> _练习题目 A_: 根据关于平衡二叉树的这段文字,判断下列说法是否符合原文,每项回答“是”或“否”,并原样引用起决定作用的文字:(i)平衡二叉树要求每个节点两棵子树的深度之差不超过1;(ii)左子树不平衡时,程序仍会继续遍历右子树;(iii)所设计的DFS返回一个数组。

> _选段原文_:
For this problem, a height-balanced binary tree is defined as a binary tree in which the depth of the two subtrees of every node never differ by more than 1.
/**
* Definition for binary tree
* public class TreeNode {
* int val;
* TreeNode left;
* TreeNode right;
* TreeNode(int x) { val = x; }
* }
*/
public class Solution {
public boolean isBalanced(TreeNode root) {
int[] res = inorder(root);//res[0] 是否是,res[1]存储depth
if(res[0] == 0){
return false;
}else{
return true;
}
}
public int[] inorder(TreeNode root){
int res[] = new int[2];
if(root == null){//空节点
res[0] = 1;
res[1] = 0;
return res;
}
int[] left = inorder(root.left);
if(left[0] == 0){//如果左子树不平衡,则没有必要继续遍历
res[0] = 0;
return res;
}
int[] right = inorder(root.right);
if(right[0] == 0){
res[0] = 0;
return res;
}
if(Math.abs(left[1] - right[1]) <= 1){
res[0] = 1;
}else{
res[0] = 0;
}
res[1] = (left[1] > right[1] ? left[1] : right[1]) + 1;
return res;
}
}是关于树的深度问题,基本思想是DFS。不过要在DFS过程中记录其他的信息,深度和是否是平衡树这两个信息量,故设计的DFS返回的是一个数组,这样就方便处理了。

> _练习题目 B_: 数一数下面的列表中有几行含有字符串“kitten”,只写出数字。

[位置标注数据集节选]

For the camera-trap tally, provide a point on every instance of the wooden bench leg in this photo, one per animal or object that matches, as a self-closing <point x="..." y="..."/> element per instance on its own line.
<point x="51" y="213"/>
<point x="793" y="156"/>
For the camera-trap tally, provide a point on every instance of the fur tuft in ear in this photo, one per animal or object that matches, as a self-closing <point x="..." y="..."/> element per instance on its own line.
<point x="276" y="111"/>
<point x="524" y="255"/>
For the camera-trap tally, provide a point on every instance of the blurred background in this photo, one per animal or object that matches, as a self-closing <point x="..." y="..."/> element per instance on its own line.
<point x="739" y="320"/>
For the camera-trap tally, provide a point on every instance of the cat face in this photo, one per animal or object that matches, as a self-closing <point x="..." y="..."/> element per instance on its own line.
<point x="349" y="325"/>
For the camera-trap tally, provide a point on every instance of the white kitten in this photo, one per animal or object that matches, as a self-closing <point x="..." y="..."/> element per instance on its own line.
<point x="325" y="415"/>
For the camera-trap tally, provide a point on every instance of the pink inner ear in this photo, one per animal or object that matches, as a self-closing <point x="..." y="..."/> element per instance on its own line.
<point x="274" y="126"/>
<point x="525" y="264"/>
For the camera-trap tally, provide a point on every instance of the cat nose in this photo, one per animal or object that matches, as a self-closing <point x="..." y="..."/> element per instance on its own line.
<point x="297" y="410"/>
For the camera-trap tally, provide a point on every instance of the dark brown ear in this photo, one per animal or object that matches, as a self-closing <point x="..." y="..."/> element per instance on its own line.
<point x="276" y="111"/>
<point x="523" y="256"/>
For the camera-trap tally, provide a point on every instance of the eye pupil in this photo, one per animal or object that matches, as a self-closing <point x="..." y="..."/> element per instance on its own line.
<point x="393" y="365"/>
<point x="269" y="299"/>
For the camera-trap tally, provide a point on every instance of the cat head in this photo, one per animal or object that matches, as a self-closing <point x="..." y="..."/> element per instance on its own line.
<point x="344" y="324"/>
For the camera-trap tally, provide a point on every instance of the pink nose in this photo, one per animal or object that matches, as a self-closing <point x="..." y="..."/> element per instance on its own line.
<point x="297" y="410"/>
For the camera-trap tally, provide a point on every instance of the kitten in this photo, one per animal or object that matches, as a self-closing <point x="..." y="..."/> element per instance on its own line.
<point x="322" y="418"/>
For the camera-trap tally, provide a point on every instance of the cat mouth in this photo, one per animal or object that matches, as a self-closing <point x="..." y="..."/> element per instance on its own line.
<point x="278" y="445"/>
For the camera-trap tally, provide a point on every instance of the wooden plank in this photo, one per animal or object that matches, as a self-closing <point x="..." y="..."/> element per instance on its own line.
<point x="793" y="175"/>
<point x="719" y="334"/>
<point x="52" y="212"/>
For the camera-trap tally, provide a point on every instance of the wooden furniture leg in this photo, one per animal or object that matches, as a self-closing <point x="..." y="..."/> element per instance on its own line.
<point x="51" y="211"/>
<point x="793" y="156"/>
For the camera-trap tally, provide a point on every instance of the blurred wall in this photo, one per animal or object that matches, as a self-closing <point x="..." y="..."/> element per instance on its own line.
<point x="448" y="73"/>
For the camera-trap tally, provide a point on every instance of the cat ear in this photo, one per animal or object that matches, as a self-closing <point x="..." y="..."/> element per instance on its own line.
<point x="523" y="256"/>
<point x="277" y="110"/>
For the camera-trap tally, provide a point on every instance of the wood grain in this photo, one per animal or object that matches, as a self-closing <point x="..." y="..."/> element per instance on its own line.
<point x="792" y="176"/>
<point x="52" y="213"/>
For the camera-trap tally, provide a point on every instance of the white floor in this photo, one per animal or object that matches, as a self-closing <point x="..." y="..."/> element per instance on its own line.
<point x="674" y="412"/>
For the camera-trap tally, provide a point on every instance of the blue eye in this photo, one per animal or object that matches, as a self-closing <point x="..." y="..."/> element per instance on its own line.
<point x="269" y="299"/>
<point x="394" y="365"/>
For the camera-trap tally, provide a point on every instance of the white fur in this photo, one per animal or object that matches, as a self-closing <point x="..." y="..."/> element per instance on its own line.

> _参考答案 A_:
(i)是:“the depth of the two subtrees of every node never differ by more than 1”
(ii)否:“如果左子树不平衡,则没有必要继续遍历”
(iii)是:“设计的DFS返回的是一个数组”

> _参考答案 B_: 2